+++ Input data

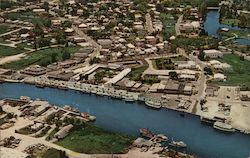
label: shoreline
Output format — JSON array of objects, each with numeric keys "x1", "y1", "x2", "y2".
[{"x1": 2, "y1": 77, "x2": 250, "y2": 135}]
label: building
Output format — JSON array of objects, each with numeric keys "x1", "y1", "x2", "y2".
[
  {"x1": 55, "y1": 124, "x2": 74, "y2": 139},
  {"x1": 203, "y1": 49, "x2": 223, "y2": 58}
]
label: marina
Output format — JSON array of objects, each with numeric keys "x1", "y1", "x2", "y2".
[{"x1": 0, "y1": 83, "x2": 250, "y2": 158}]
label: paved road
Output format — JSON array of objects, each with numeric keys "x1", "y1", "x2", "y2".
[
  {"x1": 175, "y1": 15, "x2": 183, "y2": 36},
  {"x1": 145, "y1": 13, "x2": 154, "y2": 34}
]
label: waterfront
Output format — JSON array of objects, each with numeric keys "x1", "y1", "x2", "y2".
[
  {"x1": 0, "y1": 83, "x2": 250, "y2": 158},
  {"x1": 204, "y1": 10, "x2": 250, "y2": 45}
]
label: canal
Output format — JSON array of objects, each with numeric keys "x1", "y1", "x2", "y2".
[
  {"x1": 0, "y1": 83, "x2": 250, "y2": 158},
  {"x1": 204, "y1": 10, "x2": 250, "y2": 45}
]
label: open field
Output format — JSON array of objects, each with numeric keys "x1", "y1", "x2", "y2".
[
  {"x1": 57, "y1": 125, "x2": 132, "y2": 154},
  {"x1": 220, "y1": 54, "x2": 250, "y2": 86},
  {"x1": 0, "y1": 45, "x2": 24, "y2": 57},
  {"x1": 2, "y1": 47, "x2": 79, "y2": 70}
]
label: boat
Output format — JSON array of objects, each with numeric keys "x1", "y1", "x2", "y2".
[
  {"x1": 35, "y1": 83, "x2": 45, "y2": 88},
  {"x1": 124, "y1": 97, "x2": 135, "y2": 102},
  {"x1": 140, "y1": 128, "x2": 154, "y2": 138},
  {"x1": 81, "y1": 112, "x2": 96, "y2": 122},
  {"x1": 145, "y1": 100, "x2": 161, "y2": 109},
  {"x1": 169, "y1": 140, "x2": 187, "y2": 148},
  {"x1": 213, "y1": 121, "x2": 235, "y2": 132}
]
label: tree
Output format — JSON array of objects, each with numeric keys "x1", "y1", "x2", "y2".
[
  {"x1": 0, "y1": 106, "x2": 3, "y2": 113},
  {"x1": 62, "y1": 49, "x2": 70, "y2": 60},
  {"x1": 204, "y1": 67, "x2": 213, "y2": 75},
  {"x1": 198, "y1": 51, "x2": 205, "y2": 61},
  {"x1": 41, "y1": 2, "x2": 49, "y2": 12},
  {"x1": 169, "y1": 71, "x2": 178, "y2": 80},
  {"x1": 51, "y1": 53, "x2": 57, "y2": 63}
]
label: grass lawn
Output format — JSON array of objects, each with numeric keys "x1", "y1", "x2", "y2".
[
  {"x1": 2, "y1": 47, "x2": 79, "y2": 70},
  {"x1": 17, "y1": 42, "x2": 35, "y2": 49},
  {"x1": 0, "y1": 24, "x2": 10, "y2": 34},
  {"x1": 41, "y1": 148, "x2": 67, "y2": 158},
  {"x1": 219, "y1": 30, "x2": 250, "y2": 39},
  {"x1": 220, "y1": 54, "x2": 250, "y2": 86},
  {"x1": 0, "y1": 45, "x2": 24, "y2": 57},
  {"x1": 56, "y1": 125, "x2": 132, "y2": 154},
  {"x1": 221, "y1": 19, "x2": 240, "y2": 26},
  {"x1": 128, "y1": 66, "x2": 148, "y2": 81}
]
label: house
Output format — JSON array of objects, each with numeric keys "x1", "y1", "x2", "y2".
[
  {"x1": 55, "y1": 124, "x2": 74, "y2": 139},
  {"x1": 214, "y1": 73, "x2": 226, "y2": 81},
  {"x1": 97, "y1": 39, "x2": 113, "y2": 49},
  {"x1": 203, "y1": 49, "x2": 223, "y2": 58}
]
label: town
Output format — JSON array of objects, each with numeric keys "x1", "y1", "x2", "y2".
[{"x1": 0, "y1": 0, "x2": 250, "y2": 158}]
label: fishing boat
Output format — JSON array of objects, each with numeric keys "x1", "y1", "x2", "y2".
[
  {"x1": 169, "y1": 140, "x2": 187, "y2": 148},
  {"x1": 140, "y1": 128, "x2": 154, "y2": 138},
  {"x1": 213, "y1": 121, "x2": 235, "y2": 132},
  {"x1": 124, "y1": 97, "x2": 135, "y2": 102},
  {"x1": 81, "y1": 112, "x2": 96, "y2": 122},
  {"x1": 35, "y1": 83, "x2": 44, "y2": 88},
  {"x1": 145, "y1": 100, "x2": 161, "y2": 109}
]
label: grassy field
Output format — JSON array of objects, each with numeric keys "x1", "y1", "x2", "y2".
[
  {"x1": 2, "y1": 47, "x2": 79, "y2": 70},
  {"x1": 17, "y1": 42, "x2": 35, "y2": 49},
  {"x1": 128, "y1": 66, "x2": 148, "y2": 81},
  {"x1": 57, "y1": 125, "x2": 132, "y2": 154},
  {"x1": 221, "y1": 19, "x2": 240, "y2": 26},
  {"x1": 0, "y1": 24, "x2": 9, "y2": 34},
  {"x1": 0, "y1": 45, "x2": 24, "y2": 57},
  {"x1": 220, "y1": 54, "x2": 250, "y2": 87},
  {"x1": 219, "y1": 30, "x2": 250, "y2": 39},
  {"x1": 41, "y1": 148, "x2": 67, "y2": 158}
]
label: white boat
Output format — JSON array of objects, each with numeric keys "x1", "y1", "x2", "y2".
[
  {"x1": 169, "y1": 140, "x2": 187, "y2": 148},
  {"x1": 213, "y1": 121, "x2": 235, "y2": 132},
  {"x1": 124, "y1": 97, "x2": 135, "y2": 102},
  {"x1": 145, "y1": 100, "x2": 161, "y2": 109}
]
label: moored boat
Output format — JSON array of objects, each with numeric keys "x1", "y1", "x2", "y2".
[
  {"x1": 145, "y1": 100, "x2": 161, "y2": 109},
  {"x1": 213, "y1": 121, "x2": 235, "y2": 132},
  {"x1": 169, "y1": 140, "x2": 187, "y2": 148},
  {"x1": 140, "y1": 128, "x2": 154, "y2": 138}
]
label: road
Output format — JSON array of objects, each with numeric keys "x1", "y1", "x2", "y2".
[
  {"x1": 175, "y1": 15, "x2": 183, "y2": 36},
  {"x1": 145, "y1": 13, "x2": 154, "y2": 34}
]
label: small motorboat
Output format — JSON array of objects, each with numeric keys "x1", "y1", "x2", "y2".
[{"x1": 169, "y1": 140, "x2": 187, "y2": 148}]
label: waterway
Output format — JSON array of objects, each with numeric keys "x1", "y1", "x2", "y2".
[
  {"x1": 0, "y1": 83, "x2": 250, "y2": 158},
  {"x1": 204, "y1": 10, "x2": 250, "y2": 45}
]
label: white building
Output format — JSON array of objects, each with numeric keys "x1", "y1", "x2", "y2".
[{"x1": 203, "y1": 49, "x2": 223, "y2": 58}]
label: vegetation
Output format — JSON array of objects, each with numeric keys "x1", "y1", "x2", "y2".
[
  {"x1": 219, "y1": 54, "x2": 250, "y2": 87},
  {"x1": 172, "y1": 36, "x2": 218, "y2": 51},
  {"x1": 46, "y1": 127, "x2": 59, "y2": 141},
  {"x1": 160, "y1": 13, "x2": 178, "y2": 39},
  {"x1": 153, "y1": 58, "x2": 174, "y2": 70},
  {"x1": 57, "y1": 124, "x2": 132, "y2": 154},
  {"x1": 36, "y1": 126, "x2": 51, "y2": 137},
  {"x1": 41, "y1": 148, "x2": 68, "y2": 158},
  {"x1": 2, "y1": 47, "x2": 79, "y2": 70},
  {"x1": 0, "y1": 45, "x2": 24, "y2": 57},
  {"x1": 95, "y1": 69, "x2": 114, "y2": 83},
  {"x1": 0, "y1": 24, "x2": 10, "y2": 34},
  {"x1": 128, "y1": 66, "x2": 148, "y2": 81},
  {"x1": 16, "y1": 125, "x2": 43, "y2": 135},
  {"x1": 142, "y1": 76, "x2": 160, "y2": 84}
]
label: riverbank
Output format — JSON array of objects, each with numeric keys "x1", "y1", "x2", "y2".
[{"x1": 0, "y1": 83, "x2": 250, "y2": 158}]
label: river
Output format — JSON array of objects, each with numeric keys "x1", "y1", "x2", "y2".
[
  {"x1": 204, "y1": 10, "x2": 250, "y2": 45},
  {"x1": 0, "y1": 83, "x2": 250, "y2": 158}
]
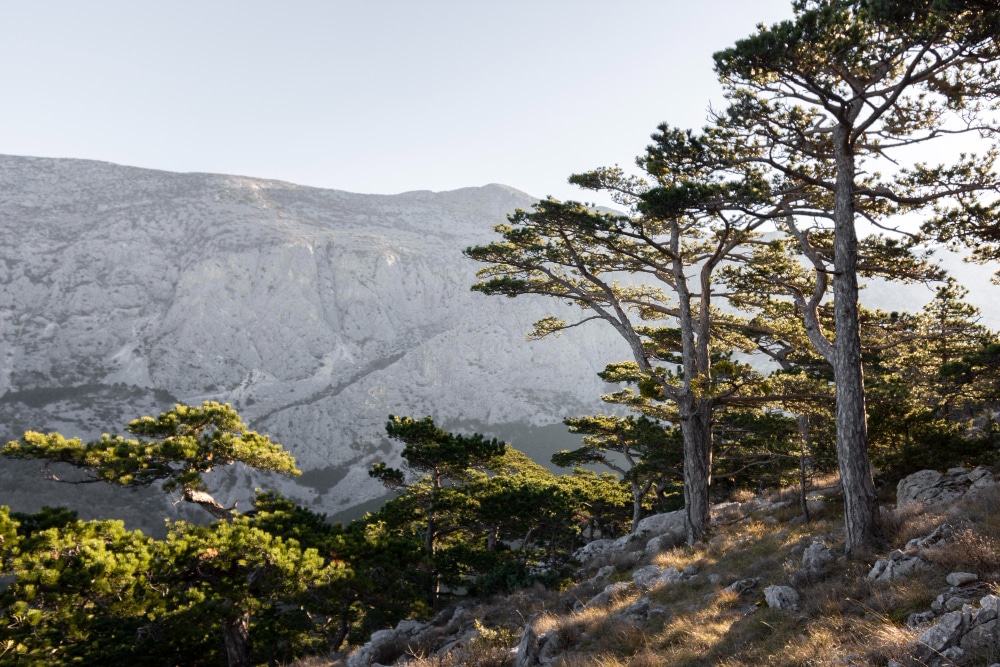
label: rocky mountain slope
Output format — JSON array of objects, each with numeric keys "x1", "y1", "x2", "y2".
[
  {"x1": 0, "y1": 156, "x2": 1000, "y2": 525},
  {"x1": 0, "y1": 157, "x2": 623, "y2": 512}
]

++++++

Starting with the line that holds "label: riverbank", retype each line through the last one in the listing above, exactly as written. Do not copy any pictures.

● Solution for this task:
label: riverbank
Output format — JSON array of objects, each with numeric keys "x1", "y1", "x2", "y2".
[{"x1": 0, "y1": 83, "x2": 250, "y2": 158}]
label: river
Output format — JSON array of objects, each with numeric keys "x1", "y1", "x2", "y2".
[
  {"x1": 204, "y1": 10, "x2": 250, "y2": 45},
  {"x1": 0, "y1": 83, "x2": 250, "y2": 158}
]
label: rocky mountain slope
Output format — JSON array of objects, each with numeric keys "x1", "y1", "x2", "y2".
[
  {"x1": 0, "y1": 156, "x2": 1000, "y2": 525},
  {"x1": 0, "y1": 157, "x2": 623, "y2": 512}
]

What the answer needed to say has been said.